**What is required**
From the first line to the last, retype everything below exactly, minus the pictures.

**Supplied material**
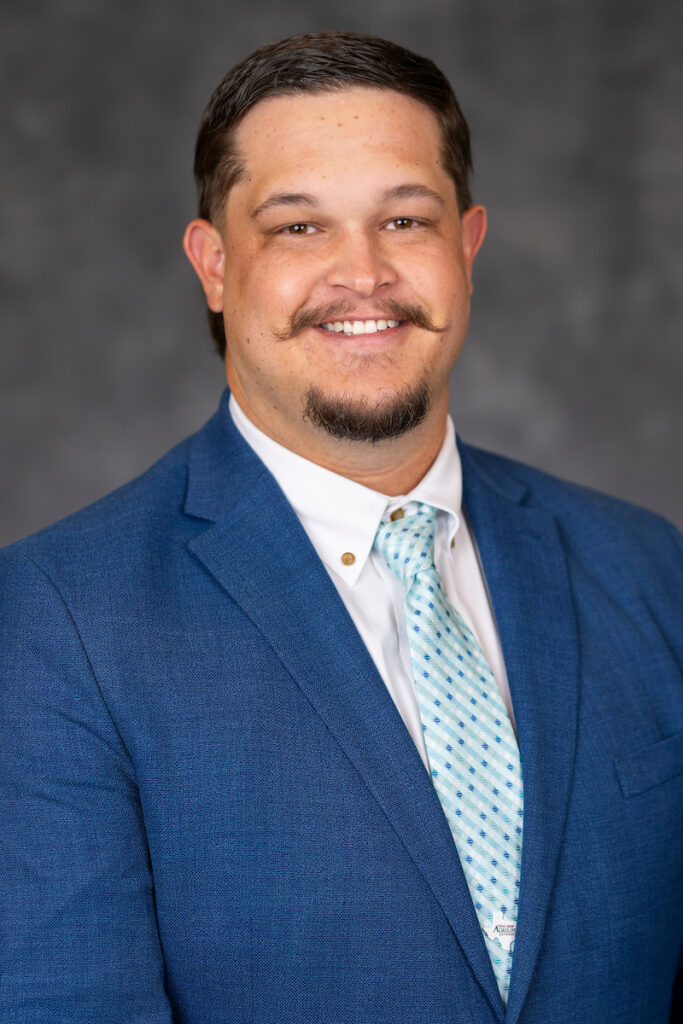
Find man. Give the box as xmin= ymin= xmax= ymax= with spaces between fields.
xmin=1 ymin=31 xmax=681 ymax=1024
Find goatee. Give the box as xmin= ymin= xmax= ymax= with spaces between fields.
xmin=303 ymin=383 xmax=430 ymax=444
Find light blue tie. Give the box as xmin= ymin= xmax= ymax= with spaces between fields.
xmin=374 ymin=503 xmax=523 ymax=1003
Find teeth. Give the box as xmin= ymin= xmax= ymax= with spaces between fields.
xmin=320 ymin=318 xmax=401 ymax=335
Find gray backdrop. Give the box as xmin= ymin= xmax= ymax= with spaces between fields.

**Task answer**
Find man. Give the box as xmin= ymin= xmax= ymax= with spaces between fields.
xmin=1 ymin=31 xmax=681 ymax=1024
Find goatee. Give the box as xmin= ymin= xmax= ymax= with spaces between fields.
xmin=303 ymin=383 xmax=430 ymax=444
Find light blue tie. Give the box as xmin= ymin= xmax= ymax= with spaces between fields.
xmin=374 ymin=503 xmax=523 ymax=1003
Find teeth. Give the box as xmin= ymin= xmax= ymax= with spaces between fields.
xmin=320 ymin=318 xmax=401 ymax=335
Find gray backdrop. Give the box as xmin= ymin= xmax= ymax= with spaces between fields.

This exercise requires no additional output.